Raw records:
────────────────────

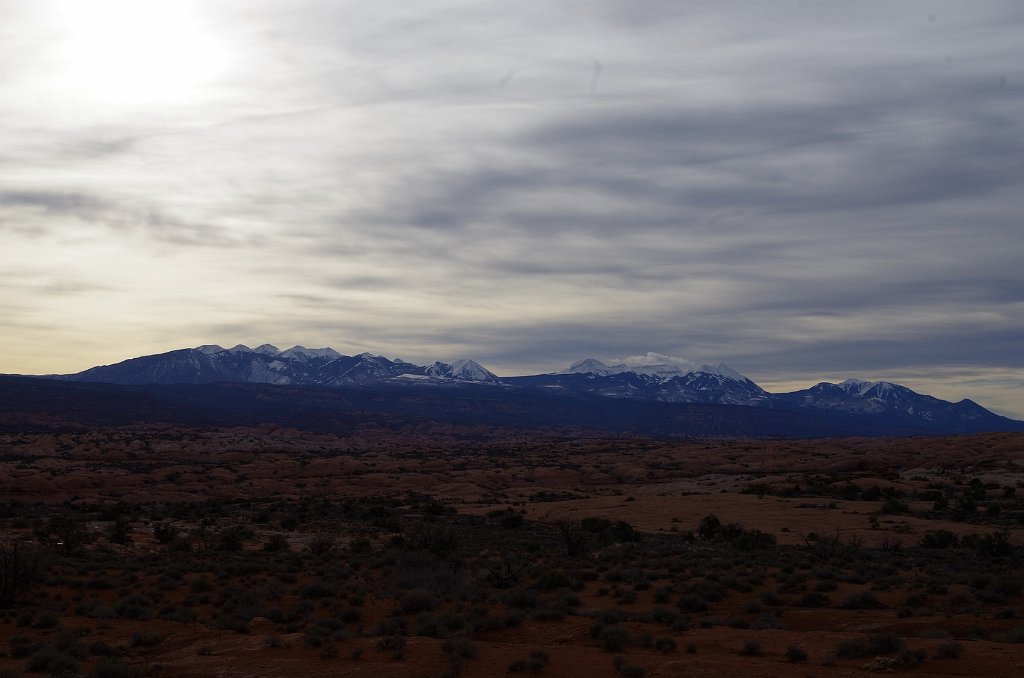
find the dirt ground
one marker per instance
(954, 611)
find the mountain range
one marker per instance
(853, 407)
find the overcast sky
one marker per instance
(807, 191)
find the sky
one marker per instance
(806, 191)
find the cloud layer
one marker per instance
(806, 191)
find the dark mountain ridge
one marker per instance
(666, 398)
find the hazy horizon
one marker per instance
(807, 192)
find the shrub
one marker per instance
(794, 653)
(855, 648)
(862, 600)
(949, 650)
(613, 638)
(665, 644)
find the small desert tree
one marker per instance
(20, 565)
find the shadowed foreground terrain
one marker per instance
(435, 550)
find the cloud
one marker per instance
(795, 188)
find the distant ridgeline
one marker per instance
(588, 393)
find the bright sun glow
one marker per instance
(139, 51)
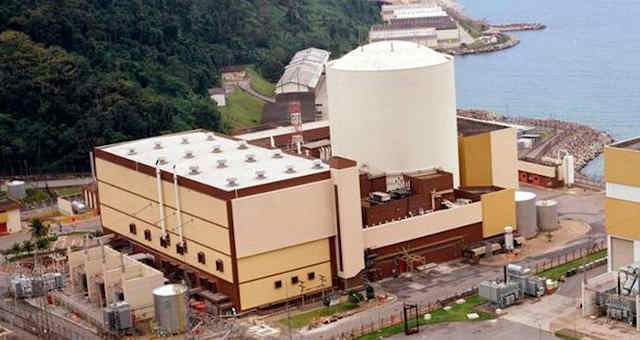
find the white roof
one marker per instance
(209, 173)
(282, 130)
(428, 32)
(389, 55)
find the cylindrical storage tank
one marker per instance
(16, 190)
(548, 215)
(526, 215)
(392, 106)
(171, 308)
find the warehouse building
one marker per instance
(622, 207)
(425, 36)
(304, 71)
(447, 29)
(261, 226)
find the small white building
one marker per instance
(217, 94)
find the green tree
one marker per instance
(27, 246)
(16, 248)
(38, 229)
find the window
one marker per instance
(219, 266)
(181, 248)
(165, 241)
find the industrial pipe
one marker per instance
(160, 202)
(178, 212)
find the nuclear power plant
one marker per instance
(392, 182)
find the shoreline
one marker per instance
(582, 141)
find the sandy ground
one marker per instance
(569, 231)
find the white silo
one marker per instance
(392, 106)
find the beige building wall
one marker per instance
(192, 202)
(349, 241)
(196, 229)
(621, 166)
(538, 169)
(504, 158)
(261, 292)
(258, 274)
(283, 218)
(476, 164)
(119, 223)
(13, 221)
(448, 35)
(423, 225)
(498, 212)
(622, 218)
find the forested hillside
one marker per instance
(81, 73)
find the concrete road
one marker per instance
(483, 330)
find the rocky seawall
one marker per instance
(583, 142)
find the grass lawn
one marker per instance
(559, 271)
(259, 84)
(68, 191)
(304, 319)
(457, 314)
(242, 110)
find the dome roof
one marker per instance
(389, 56)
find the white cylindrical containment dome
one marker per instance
(392, 106)
(526, 214)
(548, 215)
(170, 308)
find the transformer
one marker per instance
(118, 318)
(500, 294)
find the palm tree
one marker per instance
(16, 248)
(27, 246)
(38, 229)
(42, 243)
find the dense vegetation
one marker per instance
(81, 73)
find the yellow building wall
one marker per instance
(621, 166)
(622, 218)
(263, 291)
(192, 202)
(119, 223)
(474, 153)
(283, 260)
(498, 211)
(504, 158)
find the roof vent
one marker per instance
(317, 164)
(232, 181)
(250, 158)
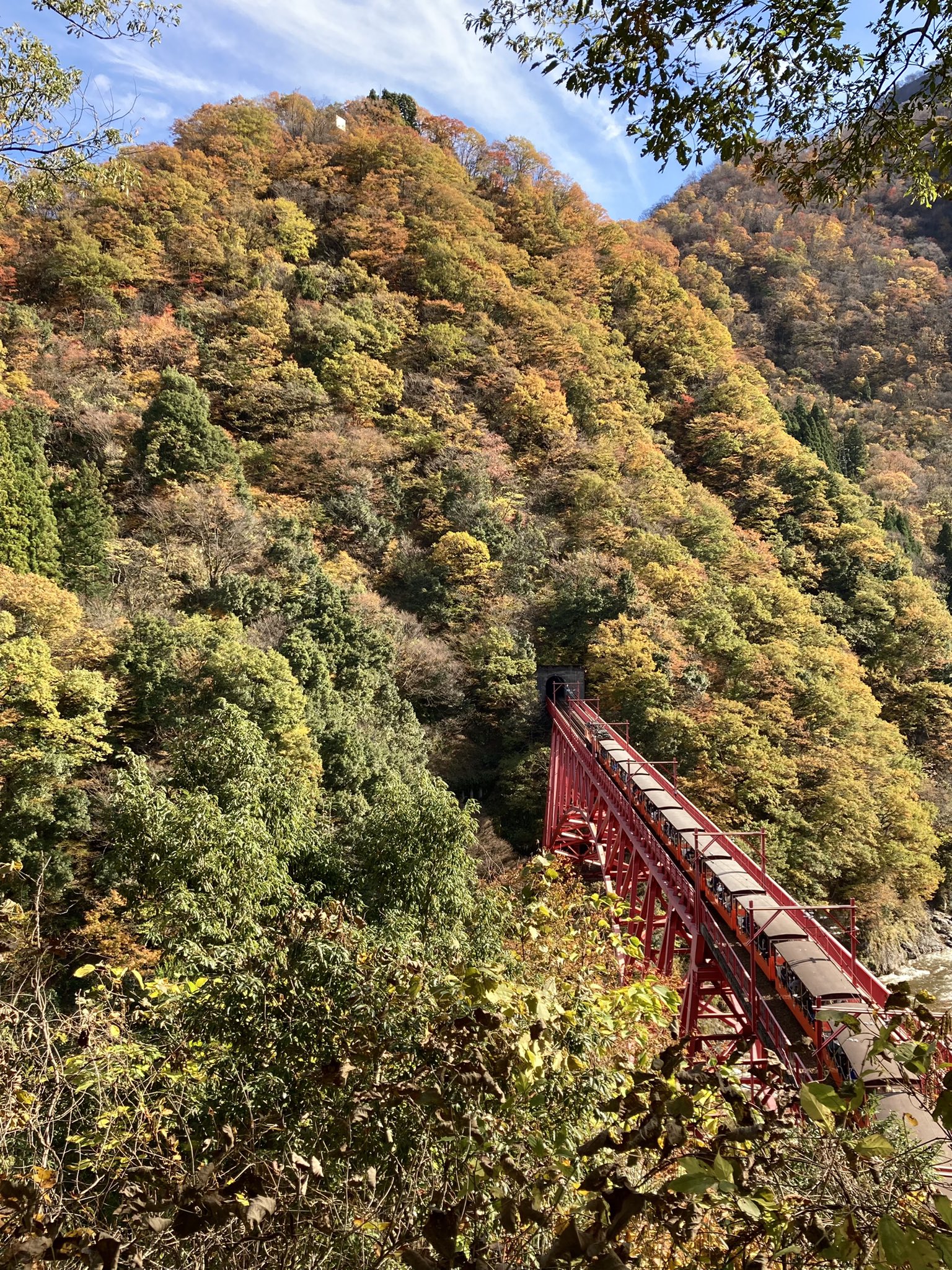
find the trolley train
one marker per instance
(804, 975)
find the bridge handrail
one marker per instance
(860, 974)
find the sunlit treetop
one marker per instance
(776, 82)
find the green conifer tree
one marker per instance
(855, 454)
(29, 536)
(177, 440)
(87, 525)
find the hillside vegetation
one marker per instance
(845, 313)
(312, 446)
(338, 436)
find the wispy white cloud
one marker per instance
(339, 50)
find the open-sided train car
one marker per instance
(804, 975)
(808, 980)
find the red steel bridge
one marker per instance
(759, 968)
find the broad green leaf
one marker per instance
(875, 1147)
(692, 1184)
(723, 1170)
(822, 1103)
(895, 1244)
(749, 1207)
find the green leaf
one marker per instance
(943, 1109)
(895, 1244)
(723, 1170)
(822, 1103)
(692, 1184)
(875, 1147)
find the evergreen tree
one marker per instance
(177, 440)
(855, 454)
(403, 103)
(819, 436)
(29, 536)
(86, 525)
(796, 419)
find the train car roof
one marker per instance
(857, 1046)
(681, 819)
(711, 848)
(819, 975)
(775, 923)
(723, 866)
(645, 780)
(741, 883)
(662, 801)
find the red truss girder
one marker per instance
(589, 822)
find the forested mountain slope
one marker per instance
(845, 313)
(315, 443)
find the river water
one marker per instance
(932, 973)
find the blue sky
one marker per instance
(342, 48)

────────────────────

Set exercise: From the line containing "find the forested hillside" through the last line of the material above, write out each line exactly, leaving aside all pictures.

Task output:
find the forested hillside
one marker per instance
(81, 73)
find the concrete road
one marker per instance
(483, 330)
find the rocky seawall
one marker per instance
(583, 142)
find the grass lawn
one marker per instance
(559, 271)
(259, 84)
(68, 191)
(304, 319)
(457, 314)
(242, 110)
find the dome roof
one marker per instance
(389, 56)
find the white cylindrical containment dome
one marker per instance
(392, 106)
(526, 214)
(548, 215)
(170, 308)
find the transformer
one marker per instance
(118, 318)
(500, 294)
find the palm tree
one marker per instance
(16, 248)
(27, 246)
(38, 229)
(42, 243)
find the dense vegetation
one marker per instance
(81, 73)
find the yellow building wall
one marker per instance
(621, 166)
(622, 218)
(263, 291)
(192, 202)
(119, 223)
(474, 153)
(283, 260)
(498, 211)
(504, 158)
find the roof vent
one marker per instance
(317, 164)
(232, 181)
(250, 158)
find the trolley train
one marker per instance
(804, 975)
find the bridge handrail
one marker per instance
(860, 974)
find the sunlit treetop
one marker per instance
(776, 82)
find the green conifer tree
one marker per instance
(855, 454)
(29, 536)
(177, 440)
(87, 525)
find the hillside vegetation
one marker per instance
(845, 313)
(312, 446)
(338, 436)
find the wispy white cloud
one marker per instance
(339, 50)
find the open-sided train car
one marker per instance
(804, 975)
(808, 980)
find the red steel bridge
one marker per instance
(759, 968)
find the broad green leaf
one marker per instance
(875, 1147)
(692, 1184)
(723, 1170)
(822, 1103)
(895, 1244)
(749, 1207)
find the green leaf
one marker per instance
(943, 1109)
(895, 1244)
(723, 1170)
(822, 1103)
(692, 1184)
(875, 1147)
find the evergreen tree
one marker per instance
(177, 440)
(855, 454)
(403, 103)
(819, 436)
(29, 536)
(86, 525)
(796, 419)
find the train car roof
one marker per instance
(857, 1046)
(681, 819)
(711, 848)
(819, 975)
(775, 923)
(723, 866)
(645, 780)
(741, 883)
(662, 801)
find the red truss girder
one marker per instance
(589, 822)
find the forested mountain slope
one marker per instance
(845, 313)
(315, 443)
find the river water
one marker per instance
(932, 973)
find the blue sky
one marker per instance
(342, 48)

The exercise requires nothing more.